_About this exercise_
From the data below, copy out every line in which the word "rough" occurs.
....
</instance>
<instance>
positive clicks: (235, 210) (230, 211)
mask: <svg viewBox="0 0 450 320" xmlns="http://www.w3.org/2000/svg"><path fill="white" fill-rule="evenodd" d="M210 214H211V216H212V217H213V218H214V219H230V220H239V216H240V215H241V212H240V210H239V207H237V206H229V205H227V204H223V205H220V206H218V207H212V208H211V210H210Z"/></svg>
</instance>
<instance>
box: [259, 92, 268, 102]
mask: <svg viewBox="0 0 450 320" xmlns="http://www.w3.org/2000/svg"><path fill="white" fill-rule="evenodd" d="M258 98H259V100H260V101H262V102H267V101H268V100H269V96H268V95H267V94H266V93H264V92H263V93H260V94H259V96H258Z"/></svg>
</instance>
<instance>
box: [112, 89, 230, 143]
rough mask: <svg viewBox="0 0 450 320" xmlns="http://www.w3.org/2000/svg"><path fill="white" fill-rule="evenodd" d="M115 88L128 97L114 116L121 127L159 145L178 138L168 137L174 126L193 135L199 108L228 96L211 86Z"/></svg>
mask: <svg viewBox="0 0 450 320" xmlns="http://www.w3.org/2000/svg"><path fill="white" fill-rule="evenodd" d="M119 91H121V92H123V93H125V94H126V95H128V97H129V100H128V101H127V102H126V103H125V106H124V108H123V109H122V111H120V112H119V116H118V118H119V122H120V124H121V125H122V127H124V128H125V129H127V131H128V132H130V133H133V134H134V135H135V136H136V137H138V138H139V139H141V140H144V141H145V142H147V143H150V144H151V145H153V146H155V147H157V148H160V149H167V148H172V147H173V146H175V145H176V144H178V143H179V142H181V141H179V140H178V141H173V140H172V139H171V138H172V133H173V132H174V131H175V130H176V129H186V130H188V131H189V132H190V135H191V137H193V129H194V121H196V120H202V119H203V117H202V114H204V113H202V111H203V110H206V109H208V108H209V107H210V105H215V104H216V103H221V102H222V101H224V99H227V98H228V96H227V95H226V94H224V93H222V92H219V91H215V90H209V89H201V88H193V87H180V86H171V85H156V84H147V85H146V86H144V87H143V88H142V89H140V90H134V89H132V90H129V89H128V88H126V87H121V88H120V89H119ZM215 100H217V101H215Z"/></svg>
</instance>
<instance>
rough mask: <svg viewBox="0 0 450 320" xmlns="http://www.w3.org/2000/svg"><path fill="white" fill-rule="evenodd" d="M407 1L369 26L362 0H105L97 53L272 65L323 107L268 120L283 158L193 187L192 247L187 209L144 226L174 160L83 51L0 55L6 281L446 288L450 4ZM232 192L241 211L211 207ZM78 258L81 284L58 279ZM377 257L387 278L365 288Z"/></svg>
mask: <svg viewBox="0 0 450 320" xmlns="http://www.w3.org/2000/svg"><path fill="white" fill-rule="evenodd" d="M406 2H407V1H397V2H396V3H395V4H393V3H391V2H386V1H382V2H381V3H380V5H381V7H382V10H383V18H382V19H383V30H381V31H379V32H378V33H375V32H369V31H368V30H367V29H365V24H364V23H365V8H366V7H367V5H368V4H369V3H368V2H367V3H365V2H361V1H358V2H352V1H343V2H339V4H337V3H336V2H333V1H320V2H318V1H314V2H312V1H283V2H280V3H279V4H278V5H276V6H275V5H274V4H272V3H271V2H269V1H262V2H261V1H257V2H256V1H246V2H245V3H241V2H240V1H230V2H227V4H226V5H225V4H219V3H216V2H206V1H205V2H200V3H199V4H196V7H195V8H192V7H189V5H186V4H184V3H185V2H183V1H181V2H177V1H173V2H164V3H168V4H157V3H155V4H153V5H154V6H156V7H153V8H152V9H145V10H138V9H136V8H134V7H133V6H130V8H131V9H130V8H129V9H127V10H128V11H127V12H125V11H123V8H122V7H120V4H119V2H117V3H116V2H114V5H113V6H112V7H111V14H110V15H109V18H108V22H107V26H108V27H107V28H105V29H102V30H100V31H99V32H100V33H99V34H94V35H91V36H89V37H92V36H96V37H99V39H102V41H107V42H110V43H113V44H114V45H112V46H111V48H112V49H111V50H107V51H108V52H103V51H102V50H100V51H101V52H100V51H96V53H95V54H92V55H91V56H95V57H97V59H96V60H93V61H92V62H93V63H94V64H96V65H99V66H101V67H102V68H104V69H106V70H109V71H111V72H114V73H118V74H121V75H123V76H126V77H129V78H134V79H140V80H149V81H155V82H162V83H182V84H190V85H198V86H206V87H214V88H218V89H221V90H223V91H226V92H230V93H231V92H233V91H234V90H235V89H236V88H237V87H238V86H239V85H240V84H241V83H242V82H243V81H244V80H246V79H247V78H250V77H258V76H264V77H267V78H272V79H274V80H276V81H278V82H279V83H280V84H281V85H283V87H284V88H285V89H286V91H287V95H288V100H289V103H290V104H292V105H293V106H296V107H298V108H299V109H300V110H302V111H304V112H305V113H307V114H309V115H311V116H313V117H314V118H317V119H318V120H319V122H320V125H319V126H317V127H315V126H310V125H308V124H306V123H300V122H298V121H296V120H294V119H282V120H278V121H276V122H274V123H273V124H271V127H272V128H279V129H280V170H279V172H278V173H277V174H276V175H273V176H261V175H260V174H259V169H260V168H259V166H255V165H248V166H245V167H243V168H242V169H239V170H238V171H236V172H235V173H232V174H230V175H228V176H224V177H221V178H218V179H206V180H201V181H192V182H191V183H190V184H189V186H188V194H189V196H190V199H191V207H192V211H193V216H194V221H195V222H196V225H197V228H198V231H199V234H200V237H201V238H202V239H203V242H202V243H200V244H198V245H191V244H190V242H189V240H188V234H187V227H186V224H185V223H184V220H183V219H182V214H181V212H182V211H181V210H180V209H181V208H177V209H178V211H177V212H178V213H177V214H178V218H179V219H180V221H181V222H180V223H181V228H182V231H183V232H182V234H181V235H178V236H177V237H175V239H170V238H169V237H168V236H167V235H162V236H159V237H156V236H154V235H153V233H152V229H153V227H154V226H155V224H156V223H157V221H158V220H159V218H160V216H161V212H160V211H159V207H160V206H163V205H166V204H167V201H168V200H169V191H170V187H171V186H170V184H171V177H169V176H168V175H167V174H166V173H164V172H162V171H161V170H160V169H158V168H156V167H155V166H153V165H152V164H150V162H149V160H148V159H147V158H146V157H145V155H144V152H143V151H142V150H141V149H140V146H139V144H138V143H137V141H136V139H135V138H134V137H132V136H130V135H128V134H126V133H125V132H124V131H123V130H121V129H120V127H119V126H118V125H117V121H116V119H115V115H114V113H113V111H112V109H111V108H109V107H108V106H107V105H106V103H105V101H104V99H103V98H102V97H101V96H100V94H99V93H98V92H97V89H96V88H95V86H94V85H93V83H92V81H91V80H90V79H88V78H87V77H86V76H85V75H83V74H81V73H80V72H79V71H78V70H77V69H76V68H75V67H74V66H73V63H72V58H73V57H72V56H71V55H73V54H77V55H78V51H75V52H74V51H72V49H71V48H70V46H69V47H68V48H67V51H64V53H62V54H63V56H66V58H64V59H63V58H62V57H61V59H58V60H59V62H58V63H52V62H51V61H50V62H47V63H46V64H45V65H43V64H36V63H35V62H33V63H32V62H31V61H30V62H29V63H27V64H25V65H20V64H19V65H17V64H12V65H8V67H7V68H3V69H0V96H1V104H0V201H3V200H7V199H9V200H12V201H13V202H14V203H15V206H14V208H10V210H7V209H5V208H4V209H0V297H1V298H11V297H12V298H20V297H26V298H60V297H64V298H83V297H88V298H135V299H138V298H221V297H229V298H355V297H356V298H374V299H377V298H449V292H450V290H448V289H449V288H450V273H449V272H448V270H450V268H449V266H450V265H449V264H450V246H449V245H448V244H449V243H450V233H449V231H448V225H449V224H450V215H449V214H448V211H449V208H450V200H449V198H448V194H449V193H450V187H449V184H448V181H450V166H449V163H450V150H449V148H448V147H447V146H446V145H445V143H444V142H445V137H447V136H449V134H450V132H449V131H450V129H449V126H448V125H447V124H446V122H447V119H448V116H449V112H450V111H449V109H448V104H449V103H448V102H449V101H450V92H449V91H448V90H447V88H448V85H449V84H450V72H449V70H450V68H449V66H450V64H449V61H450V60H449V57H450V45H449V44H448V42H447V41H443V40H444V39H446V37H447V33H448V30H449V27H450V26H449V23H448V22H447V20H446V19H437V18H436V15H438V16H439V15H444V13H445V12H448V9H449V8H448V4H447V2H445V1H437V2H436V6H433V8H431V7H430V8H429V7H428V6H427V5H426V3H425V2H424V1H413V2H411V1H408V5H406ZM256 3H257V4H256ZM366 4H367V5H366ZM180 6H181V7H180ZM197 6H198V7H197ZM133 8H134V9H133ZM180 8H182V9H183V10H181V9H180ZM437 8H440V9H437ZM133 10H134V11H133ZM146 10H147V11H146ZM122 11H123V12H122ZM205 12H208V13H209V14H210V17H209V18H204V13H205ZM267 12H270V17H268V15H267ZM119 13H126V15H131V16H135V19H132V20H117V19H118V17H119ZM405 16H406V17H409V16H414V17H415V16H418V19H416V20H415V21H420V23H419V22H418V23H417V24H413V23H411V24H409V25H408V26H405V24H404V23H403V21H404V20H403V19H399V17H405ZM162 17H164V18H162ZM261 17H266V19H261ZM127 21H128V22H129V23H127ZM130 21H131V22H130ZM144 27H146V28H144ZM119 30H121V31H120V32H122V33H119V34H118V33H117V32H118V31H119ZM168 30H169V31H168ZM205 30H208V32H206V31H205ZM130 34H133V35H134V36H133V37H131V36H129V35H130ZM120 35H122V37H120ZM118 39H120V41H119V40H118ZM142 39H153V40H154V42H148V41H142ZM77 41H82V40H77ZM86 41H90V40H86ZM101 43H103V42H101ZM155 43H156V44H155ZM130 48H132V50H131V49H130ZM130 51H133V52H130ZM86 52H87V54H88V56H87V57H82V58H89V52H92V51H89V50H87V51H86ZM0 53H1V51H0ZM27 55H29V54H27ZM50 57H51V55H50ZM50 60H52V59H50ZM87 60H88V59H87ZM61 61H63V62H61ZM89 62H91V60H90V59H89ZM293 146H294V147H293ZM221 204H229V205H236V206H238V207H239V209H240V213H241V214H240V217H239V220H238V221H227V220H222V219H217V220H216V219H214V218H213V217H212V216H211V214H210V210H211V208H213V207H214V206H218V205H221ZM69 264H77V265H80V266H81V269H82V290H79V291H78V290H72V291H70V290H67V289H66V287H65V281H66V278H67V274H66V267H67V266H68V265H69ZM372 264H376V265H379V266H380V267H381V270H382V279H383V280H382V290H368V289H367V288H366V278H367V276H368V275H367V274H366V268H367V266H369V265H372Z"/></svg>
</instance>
....
_Solution for this exercise_
rough mask: <svg viewBox="0 0 450 320" xmlns="http://www.w3.org/2000/svg"><path fill="white" fill-rule="evenodd" d="M115 88L128 97L114 116L121 127L159 145L178 138L168 137L174 126L193 135L199 108L228 96L211 86Z"/></svg>
rough mask: <svg viewBox="0 0 450 320" xmlns="http://www.w3.org/2000/svg"><path fill="white" fill-rule="evenodd" d="M407 1L369 26L362 0H105L97 53L272 65L323 107L268 120L283 158L193 187L192 247L187 209L144 226L174 160L83 51L0 55L6 281L446 288L450 4ZM232 192L241 211L211 207ZM78 258L81 284L58 279ZM377 257L387 278L365 288Z"/></svg>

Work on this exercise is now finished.